▸ **Passage**:
"You like me! You really like me!" - itsgotflavur
Folks, thanks for the honor of the final thread title of 2024. Dawn, are you ready? Sideways thumbs up.
Now cue our new opening from @Furmingos
Yer all invited to come along
With grifter Will and his puppet Dong.
Ridin' all over Tennessee
Stuffin' their gullets with every food they see.
Lyin' out their ass wherever they go
For gas station pizza and sodas to go.
On a rehashed journey yet again
To all the same places they've already been.
Lord willin' and the creek don't rise
Watch out for steamrollin' Dong and her thunder thighs.
Another cruise? So make sure you tune in
To see Will grow another chin.
If you don't like the new opening, we can vote on it (and then YITS will choose a completely different option).
2024 was quite a year. Will and Dawn went on cruises. Ate at a bunch of buffets. Went to Canada. Went to Florida. Stayed at the same time share. Went to the Showcase of Citrus and Dis-uh-ney Springs. Went to Michigan. Went to Dollywood. And exploited a natural disaster for views. Wait. Is this a new year? What year is this? *Robin Williams gif*
It was the year Yankee in the South earned its silver YouTube play button (or "Buttion" as Will spells it).
You know what they say? If at first you don't succeed, try for 9 more years. Or two years if you're Ryan from Adventure Is Out There.
It's Will's biggest accomplishment since he graduated from The Burger School. Dawn's biggest accomplishment since she grad...oh, right. There's no record she ever graduated. Um...made it to level 3,839,540 on Fish Finder?

▸ **The problem**:
Copy the forum post from "Ridin' all over" up to and including "completely different option).", word for word.

▸ **Information shown**:
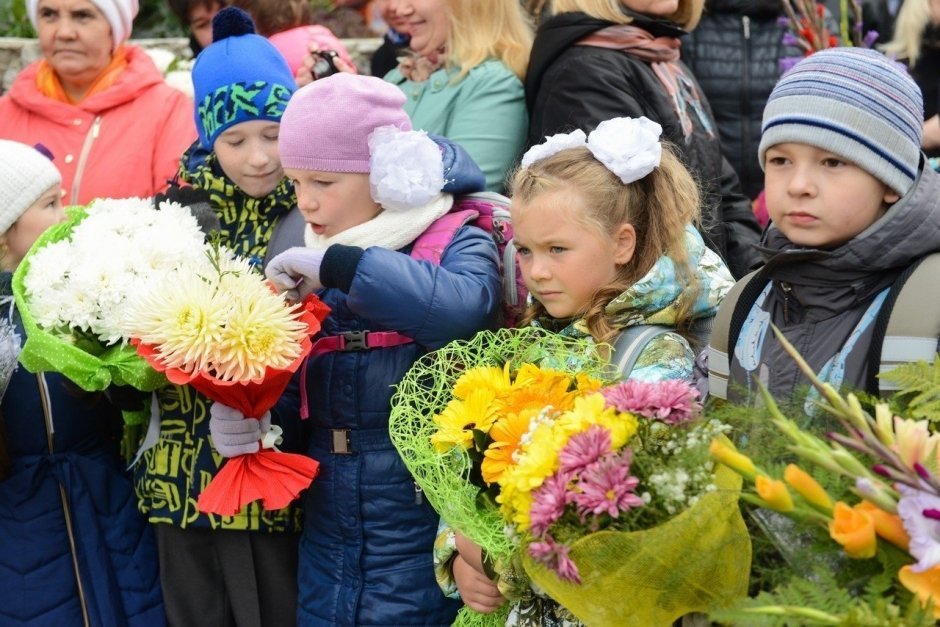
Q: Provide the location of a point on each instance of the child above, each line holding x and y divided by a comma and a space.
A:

▸ **Correct response**:
Ridin' all over Tennessee
Stuffin' their gullets with every food they see.
Lyin' out their ass wherever they go
For gas station pizza and sodas to go.
On a rehashed journey yet again
To all the same places they've already been.
Lord willin' and the creek don't rise
Watch out for steamrollin' Dong and her thunder thighs.
Another cruise? So make sure you tune in
To see Will grow another chin.
If you don't like the new opening, we can vote on it (and then YITS will choose a completely different option).